→ **Data shown**:
....................

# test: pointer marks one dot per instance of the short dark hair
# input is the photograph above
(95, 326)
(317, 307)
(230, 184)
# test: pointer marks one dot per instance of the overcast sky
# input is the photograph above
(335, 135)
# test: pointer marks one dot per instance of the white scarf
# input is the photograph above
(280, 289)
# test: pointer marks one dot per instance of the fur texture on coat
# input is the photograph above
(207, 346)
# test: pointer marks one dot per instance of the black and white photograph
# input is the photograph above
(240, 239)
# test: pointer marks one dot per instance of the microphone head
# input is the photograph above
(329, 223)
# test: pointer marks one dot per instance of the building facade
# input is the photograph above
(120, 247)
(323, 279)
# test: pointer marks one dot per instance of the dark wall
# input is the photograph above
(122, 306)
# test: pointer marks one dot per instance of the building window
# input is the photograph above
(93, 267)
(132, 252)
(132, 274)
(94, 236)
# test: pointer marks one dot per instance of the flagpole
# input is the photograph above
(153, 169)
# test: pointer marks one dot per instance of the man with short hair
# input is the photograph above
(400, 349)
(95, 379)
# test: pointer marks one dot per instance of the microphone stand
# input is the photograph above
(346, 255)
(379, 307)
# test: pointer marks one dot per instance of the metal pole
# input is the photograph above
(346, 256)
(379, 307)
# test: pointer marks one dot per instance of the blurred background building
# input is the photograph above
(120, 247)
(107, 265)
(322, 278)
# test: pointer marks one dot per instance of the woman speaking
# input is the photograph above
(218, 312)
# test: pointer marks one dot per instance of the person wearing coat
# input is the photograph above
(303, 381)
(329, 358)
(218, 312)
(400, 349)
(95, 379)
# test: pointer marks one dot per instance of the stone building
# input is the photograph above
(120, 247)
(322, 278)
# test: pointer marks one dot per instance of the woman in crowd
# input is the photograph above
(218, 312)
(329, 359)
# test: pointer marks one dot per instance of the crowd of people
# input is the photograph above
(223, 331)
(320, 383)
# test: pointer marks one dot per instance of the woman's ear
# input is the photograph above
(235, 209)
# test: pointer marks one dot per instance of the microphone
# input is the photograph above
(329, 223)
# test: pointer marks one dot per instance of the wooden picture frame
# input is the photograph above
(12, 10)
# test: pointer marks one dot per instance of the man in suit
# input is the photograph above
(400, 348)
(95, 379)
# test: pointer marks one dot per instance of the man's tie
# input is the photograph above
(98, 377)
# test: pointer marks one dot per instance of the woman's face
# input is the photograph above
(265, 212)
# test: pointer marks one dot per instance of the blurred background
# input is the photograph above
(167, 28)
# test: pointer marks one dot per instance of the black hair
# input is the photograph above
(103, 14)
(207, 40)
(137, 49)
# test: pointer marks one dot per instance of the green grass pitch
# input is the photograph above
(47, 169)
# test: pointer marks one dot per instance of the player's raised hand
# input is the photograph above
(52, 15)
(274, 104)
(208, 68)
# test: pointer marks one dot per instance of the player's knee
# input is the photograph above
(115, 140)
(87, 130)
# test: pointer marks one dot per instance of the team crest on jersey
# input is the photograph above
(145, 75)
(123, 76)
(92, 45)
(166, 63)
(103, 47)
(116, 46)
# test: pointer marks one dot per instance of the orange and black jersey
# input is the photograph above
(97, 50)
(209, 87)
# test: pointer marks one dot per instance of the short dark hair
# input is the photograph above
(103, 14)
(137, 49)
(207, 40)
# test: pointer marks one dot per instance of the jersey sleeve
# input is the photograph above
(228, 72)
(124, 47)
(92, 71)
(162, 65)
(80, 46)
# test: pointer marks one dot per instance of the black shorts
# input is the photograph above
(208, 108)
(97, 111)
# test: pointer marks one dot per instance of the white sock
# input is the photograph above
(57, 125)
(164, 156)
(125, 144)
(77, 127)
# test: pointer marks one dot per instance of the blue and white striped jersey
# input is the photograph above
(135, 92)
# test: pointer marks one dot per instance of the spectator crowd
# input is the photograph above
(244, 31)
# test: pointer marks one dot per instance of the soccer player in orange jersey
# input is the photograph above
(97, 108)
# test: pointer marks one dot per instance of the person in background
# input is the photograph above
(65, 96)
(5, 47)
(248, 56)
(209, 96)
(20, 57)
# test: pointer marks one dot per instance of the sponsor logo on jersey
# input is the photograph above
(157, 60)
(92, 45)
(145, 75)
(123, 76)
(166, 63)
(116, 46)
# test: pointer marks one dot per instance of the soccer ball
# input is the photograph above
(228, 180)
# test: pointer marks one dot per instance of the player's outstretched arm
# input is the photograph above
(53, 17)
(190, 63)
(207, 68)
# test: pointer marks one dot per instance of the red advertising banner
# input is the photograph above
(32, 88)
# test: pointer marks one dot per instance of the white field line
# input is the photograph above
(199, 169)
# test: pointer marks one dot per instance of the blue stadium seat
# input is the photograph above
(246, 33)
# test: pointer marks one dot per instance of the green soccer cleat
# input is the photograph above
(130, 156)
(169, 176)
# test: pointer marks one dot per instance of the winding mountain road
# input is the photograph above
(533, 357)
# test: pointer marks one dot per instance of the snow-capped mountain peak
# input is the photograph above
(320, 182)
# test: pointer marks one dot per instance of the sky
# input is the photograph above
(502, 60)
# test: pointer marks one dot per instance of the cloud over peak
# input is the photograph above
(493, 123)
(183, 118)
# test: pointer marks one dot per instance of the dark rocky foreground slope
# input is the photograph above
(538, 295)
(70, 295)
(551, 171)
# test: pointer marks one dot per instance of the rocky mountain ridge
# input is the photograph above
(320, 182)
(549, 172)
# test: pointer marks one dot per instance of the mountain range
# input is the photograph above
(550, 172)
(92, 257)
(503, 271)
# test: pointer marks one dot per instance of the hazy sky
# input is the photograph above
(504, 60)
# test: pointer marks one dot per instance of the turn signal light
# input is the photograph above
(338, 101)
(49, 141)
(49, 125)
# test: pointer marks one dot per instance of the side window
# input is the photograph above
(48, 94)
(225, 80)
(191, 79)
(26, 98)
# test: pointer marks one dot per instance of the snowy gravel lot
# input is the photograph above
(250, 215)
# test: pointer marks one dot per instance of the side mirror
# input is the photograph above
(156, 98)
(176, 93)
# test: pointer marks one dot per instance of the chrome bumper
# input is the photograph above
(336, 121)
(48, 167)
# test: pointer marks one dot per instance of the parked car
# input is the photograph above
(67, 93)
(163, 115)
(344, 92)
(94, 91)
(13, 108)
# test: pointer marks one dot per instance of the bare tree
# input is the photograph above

....................

→ **Given problem**:
Recopy all the lines exactly as they appear.

→ **Finished answer**:
# test: pointer marks one dot per instance of the short dark hair
# input is the photograph above
(95, 326)
(317, 307)
(230, 184)
# test: pointer marks one dot per instance of the overcast sky
# input is the photograph above
(335, 135)
# test: pointer marks one dot per instance of the white scarf
# input is the photograph above
(280, 289)
# test: pointer marks one dot per instance of the fur texture on coat
# input is the photograph above
(207, 346)
# test: pointer marks one dot per instance of the black and white photograph
# input is the photograph above
(240, 239)
# test: pointer marks one dot per instance of the microphone head
# input is the photograph above
(329, 223)
# test: pointer marks one dot per instance of the building facade
# input is the photograph above
(120, 247)
(323, 279)
# test: pointer marks one dot per instance of the dark wall
# input is the photograph above
(122, 306)
# test: pointer marks one dot per instance of the building window
# input is the photograph above
(93, 267)
(132, 252)
(132, 274)
(94, 236)
# test: pointer marks one dot per instance of the flagpole
# input is the photograph above
(153, 169)
# test: pointer marks one dot per instance of the man with short hair
# input is the photograph above
(400, 349)
(95, 379)
# test: pointer marks one dot per instance of the microphone stand
# input is the photograph above
(346, 255)
(379, 307)
# test: pointer marks one dot per instance of the metal pole
# input is the photograph above
(346, 256)
(379, 307)
# test: pointer marks one dot per instance of the blurred background building
# input is the photograph above
(120, 247)
(107, 265)
(322, 278)
# test: pointer marks one dot per instance of the woman speaking
# input is the photograph above
(218, 312)
# test: pointer marks one dot per instance of the person wearing coat
# input is the photograph above
(303, 381)
(329, 358)
(218, 312)
(400, 349)
(95, 379)
# test: pointer marks one dot per instance of the stone building
# input is the photograph above
(120, 247)
(322, 278)
# test: pointer marks one dot per instance of the woman in crowd
# input is the photograph above
(218, 312)
(329, 359)
# test: pointer marks one dot per instance of the crowd of people
# input is the photograph above
(223, 331)
(320, 383)
# test: pointer marks one dot per instance of the woman's ear
# input is the photograph above
(235, 209)
# test: pointer marks one dot per instance of the microphone
# input is the photograph above
(329, 223)
# test: pointer marks one dot per instance of the wooden picture frame
# input is the photograph above
(12, 10)
# test: pointer marks one dot per instance of the man in suit
# input is the photograph above
(400, 348)
(95, 379)
# test: pointer marks one dot per instance of the man's tie
# input is the photograph above
(98, 377)
# test: pointer marks one dot per instance of the woman's face
# input is the photograph above
(265, 212)
# test: pointer marks one dot per instance of the blurred background
# input is the photograph above
(167, 28)
# test: pointer marks one dot per instance of the black hair
# input is the photograph above
(103, 14)
(207, 40)
(137, 49)
# test: pointer marks one dot per instance of the green grass pitch
# input is the photograph above
(47, 169)
# test: pointer marks one dot per instance of the player's raised hand
# input is the photograph above
(52, 15)
(274, 104)
(208, 68)
# test: pointer marks one dot per instance of the player's knee
# input is the photograph above
(115, 140)
(87, 130)
# test: pointer marks one dot per instance of the team crest on jersey
# input is the photograph above
(145, 75)
(123, 76)
(92, 45)
(166, 63)
(103, 47)
(116, 46)
# test: pointer marks one dot per instance of the orange and black jersey
# input is the photograph above
(97, 50)
(209, 87)
# test: pointer marks one dot per instance of the short dark hair
# input is the photograph above
(103, 14)
(137, 49)
(207, 40)
# test: pointer marks one dot per instance of the jersey sleeve
# input is the photograph above
(228, 72)
(124, 47)
(92, 71)
(162, 65)
(80, 46)
# test: pointer marks one dot per instance of the black shorts
# input is the photograph above
(208, 108)
(97, 111)
# test: pointer marks one dot per instance of the white sock
# input is the photograph above
(57, 125)
(164, 156)
(125, 144)
(77, 127)
# test: pointer marks one dot per instance of the blue and white striped jersey
# input is the photograph above
(135, 92)
# test: pointer marks one dot per instance of the spectator crowd
# input is the photograph above
(244, 31)
# test: pointer marks one dot per instance of the soccer player in orange jersey
# input is the photograph above
(97, 108)
# test: pointer marks one dot per instance of the person in background
# input is the photograph above
(65, 96)
(5, 47)
(248, 56)
(209, 96)
(20, 57)
# test: pointer marks one dot per instance of the sponsor logo on jersey
# input is the photograph above
(157, 60)
(92, 45)
(145, 75)
(123, 76)
(166, 63)
(116, 46)
# test: pointer marks one dot per instance of the soccer ball
# input is the photograph above
(228, 180)
# test: pointer marks one dot per instance of the player's outstretched arm
# input is the photograph above
(53, 17)
(190, 63)
(207, 68)
# test: pointer marks one dot per instance of the red advertising banner
# input is the photograph above
(32, 88)
# test: pointer marks one dot per instance of the white field line
# input is the photograph above
(199, 169)
# test: pointer marks one dot per instance of the blue stadium seat
# input is the photograph above
(246, 33)
# test: pointer marks one dot per instance of the green soccer cleat
# input is the photograph above
(130, 156)
(169, 176)
# test: pointer marks one dot per instance of the winding mountain road
# input is the photograph above
(533, 357)
# test: pointer marks one dot per instance of the snow-capped mountain peak
# input is the photograph above
(320, 182)
# test: pointer marks one dot per instance of the sky
# input is the photograph above
(502, 60)
# test: pointer marks one dot per instance of the cloud over peak
# input is the photograph above
(493, 123)
(183, 118)
# test: pointer marks one dot per instance of the dark rocky foreground slope
# input is the photograph above
(538, 295)
(70, 295)
(551, 171)
# test: pointer marks one dot per instance of the rocky mountain ridge
# input is the photograph above
(320, 182)
(549, 172)
# test: pointer marks one dot per instance of the mountain range
# input is the photograph above
(550, 172)
(92, 257)
(503, 271)
# test: pointer marks one dot per instance of the hazy sky
# input is the photograph above
(504, 60)
# test: pointer marks one dot per instance of the turn signal light
# input is the photograph above
(338, 101)
(49, 141)
(49, 125)
# test: pointer marks one dot per instance of the side window
# input is the photograph above
(48, 94)
(225, 80)
(191, 79)
(26, 98)
# test: pointer marks one dot per instance of the snowy gravel lot
# input is the photograph above
(250, 215)
# test: pointer marks one dot per instance of the side mirror
# input is the photograph above
(156, 98)
(176, 93)
# test: pointer marks one dot per instance of the chrome bumper
# input is the photograph above
(336, 121)
(48, 167)
# test: pointer marks one dot per instance of the parked car
# input is the photograph above
(67, 93)
(163, 115)
(344, 92)
(94, 91)
(13, 108)
# test: pointer marks one dot per instance of the bare tree
# input is the photograph above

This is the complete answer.